Repeat every line below exactly, word for word.

········

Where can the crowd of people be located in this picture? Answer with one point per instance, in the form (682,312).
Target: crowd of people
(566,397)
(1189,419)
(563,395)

········

ANSWER:
Where can the crowd of people be located in this picture? Answer with one point per instance, in the form (682,312).
Target: crowd of people
(566,397)
(1189,419)
(563,395)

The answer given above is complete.